TÂCHES À RÉALISER
#1 Recopiez sans modification le passage de l'extrait source qui commence par « L’heure des comptes » et se poursuit jusqu'à « étaient toujours barricadés. ».
#2 D'après l'extrait source, à quoi certains membres de l'opposition appellent-ils désormais ?

EXTRAIT SOURCE
::::::::

L’heure des comptes et du grand ménage. Le long des grandes artères de l’ouest et du centre de Paris, marquées par les dégradations survenues lors de la troisième journée de mobilisation des « gilets jaunes », des agents d’entretien étaient à pied d’œuvre, dimanche 2 décembre au matin. De nombreux commerces, couverts de planches la veille au soir pour prévenir les pillages, étaient toujours barricadés.

Le président Emmanuel Macron est allé constater les dégâts dans le centre de la capitale, dès le début de la journée, alors que l’exécutif doit faire face à une crise politique majeure. Dans les rangs de l’opposition, certains appellent, désormais, à des élections anticipées pour sortir du blocage.

::::::::

Enregistrements stockés:
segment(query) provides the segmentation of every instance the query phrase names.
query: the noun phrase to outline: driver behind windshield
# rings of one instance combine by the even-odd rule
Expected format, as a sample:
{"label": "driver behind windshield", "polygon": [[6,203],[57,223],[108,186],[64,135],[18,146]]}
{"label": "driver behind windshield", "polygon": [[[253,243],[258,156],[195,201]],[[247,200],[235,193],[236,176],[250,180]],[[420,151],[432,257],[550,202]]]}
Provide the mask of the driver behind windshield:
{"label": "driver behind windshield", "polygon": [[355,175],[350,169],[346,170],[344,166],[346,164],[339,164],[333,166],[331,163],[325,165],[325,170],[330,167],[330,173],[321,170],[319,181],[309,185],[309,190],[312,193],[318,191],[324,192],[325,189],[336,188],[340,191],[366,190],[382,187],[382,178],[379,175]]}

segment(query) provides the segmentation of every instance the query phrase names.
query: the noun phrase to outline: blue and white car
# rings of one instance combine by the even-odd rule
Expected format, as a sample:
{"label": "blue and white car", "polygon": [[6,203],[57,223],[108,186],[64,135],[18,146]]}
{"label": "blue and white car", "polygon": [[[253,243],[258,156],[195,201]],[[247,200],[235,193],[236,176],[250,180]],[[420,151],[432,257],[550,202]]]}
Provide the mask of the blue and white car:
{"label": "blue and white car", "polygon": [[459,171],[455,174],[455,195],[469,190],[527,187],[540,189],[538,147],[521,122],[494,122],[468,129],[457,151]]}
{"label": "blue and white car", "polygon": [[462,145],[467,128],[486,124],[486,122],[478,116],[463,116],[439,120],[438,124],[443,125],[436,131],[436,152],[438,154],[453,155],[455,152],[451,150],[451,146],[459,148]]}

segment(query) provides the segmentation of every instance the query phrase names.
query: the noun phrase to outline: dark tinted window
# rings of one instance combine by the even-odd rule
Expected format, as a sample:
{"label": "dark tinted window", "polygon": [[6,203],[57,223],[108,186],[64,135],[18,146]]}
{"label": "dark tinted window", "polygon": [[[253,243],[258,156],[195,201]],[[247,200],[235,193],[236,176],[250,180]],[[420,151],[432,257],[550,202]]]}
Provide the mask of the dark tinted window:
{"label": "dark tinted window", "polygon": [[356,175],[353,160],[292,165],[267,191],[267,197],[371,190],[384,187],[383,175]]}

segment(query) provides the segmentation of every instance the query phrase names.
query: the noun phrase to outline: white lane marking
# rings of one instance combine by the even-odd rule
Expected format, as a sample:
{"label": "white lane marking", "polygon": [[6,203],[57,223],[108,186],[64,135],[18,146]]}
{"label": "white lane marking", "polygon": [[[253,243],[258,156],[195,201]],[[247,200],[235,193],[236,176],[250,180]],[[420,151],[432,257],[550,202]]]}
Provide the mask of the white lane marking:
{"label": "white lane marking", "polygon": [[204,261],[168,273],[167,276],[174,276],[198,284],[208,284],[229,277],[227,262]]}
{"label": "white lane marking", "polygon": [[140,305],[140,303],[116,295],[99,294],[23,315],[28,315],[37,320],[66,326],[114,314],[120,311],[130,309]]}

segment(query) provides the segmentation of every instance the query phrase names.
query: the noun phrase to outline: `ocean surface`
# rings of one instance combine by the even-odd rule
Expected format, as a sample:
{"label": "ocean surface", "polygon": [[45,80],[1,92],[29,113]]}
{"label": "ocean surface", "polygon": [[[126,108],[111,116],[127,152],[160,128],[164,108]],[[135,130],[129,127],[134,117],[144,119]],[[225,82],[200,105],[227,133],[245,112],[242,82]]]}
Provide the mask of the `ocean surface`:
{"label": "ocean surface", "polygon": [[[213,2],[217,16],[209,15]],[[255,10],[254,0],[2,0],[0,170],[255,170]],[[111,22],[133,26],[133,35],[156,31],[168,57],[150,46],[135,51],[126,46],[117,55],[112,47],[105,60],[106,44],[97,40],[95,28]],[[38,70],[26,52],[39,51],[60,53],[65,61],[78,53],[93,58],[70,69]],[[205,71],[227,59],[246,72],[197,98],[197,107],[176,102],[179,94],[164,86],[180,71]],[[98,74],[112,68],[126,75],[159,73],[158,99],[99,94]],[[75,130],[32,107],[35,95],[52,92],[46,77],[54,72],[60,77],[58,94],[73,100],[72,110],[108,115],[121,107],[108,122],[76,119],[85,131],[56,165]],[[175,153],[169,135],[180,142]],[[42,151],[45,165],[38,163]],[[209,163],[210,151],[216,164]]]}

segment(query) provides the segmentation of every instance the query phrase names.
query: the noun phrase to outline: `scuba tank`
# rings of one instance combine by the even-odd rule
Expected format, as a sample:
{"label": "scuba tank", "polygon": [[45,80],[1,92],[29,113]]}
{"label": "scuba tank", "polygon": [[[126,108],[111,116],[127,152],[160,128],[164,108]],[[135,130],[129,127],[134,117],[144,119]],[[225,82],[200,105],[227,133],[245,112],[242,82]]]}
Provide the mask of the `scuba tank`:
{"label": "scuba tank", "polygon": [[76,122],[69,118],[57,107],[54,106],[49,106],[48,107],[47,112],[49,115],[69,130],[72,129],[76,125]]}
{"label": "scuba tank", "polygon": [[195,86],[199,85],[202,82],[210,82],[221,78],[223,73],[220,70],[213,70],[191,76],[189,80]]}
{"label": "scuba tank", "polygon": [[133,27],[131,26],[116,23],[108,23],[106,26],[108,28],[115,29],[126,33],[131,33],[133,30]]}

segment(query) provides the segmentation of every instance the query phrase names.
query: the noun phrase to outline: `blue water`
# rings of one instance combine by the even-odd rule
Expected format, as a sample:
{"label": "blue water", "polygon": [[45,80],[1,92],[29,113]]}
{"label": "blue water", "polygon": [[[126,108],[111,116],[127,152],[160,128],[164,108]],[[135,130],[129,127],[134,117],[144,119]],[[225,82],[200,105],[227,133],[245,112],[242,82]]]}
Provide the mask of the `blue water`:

::::::::

RÉPONSES ATTENDUES
#1
L’heure des comptes et du grand ménage. Le long des grandes artères de l’ouest et du centre de Paris, marquées par les dégradations survenues lors de la troisième journée de mobilisation des « gilets jaunes », des agents d’entretien étaient à pied d’œuvre, dimanche 2 décembre au matin. De nombreux commerces, couverts de planches la veille au soir pour prévenir les pillages, étaient toujours barricadés.

#2 À des élections anticipées pour sortir du blocage.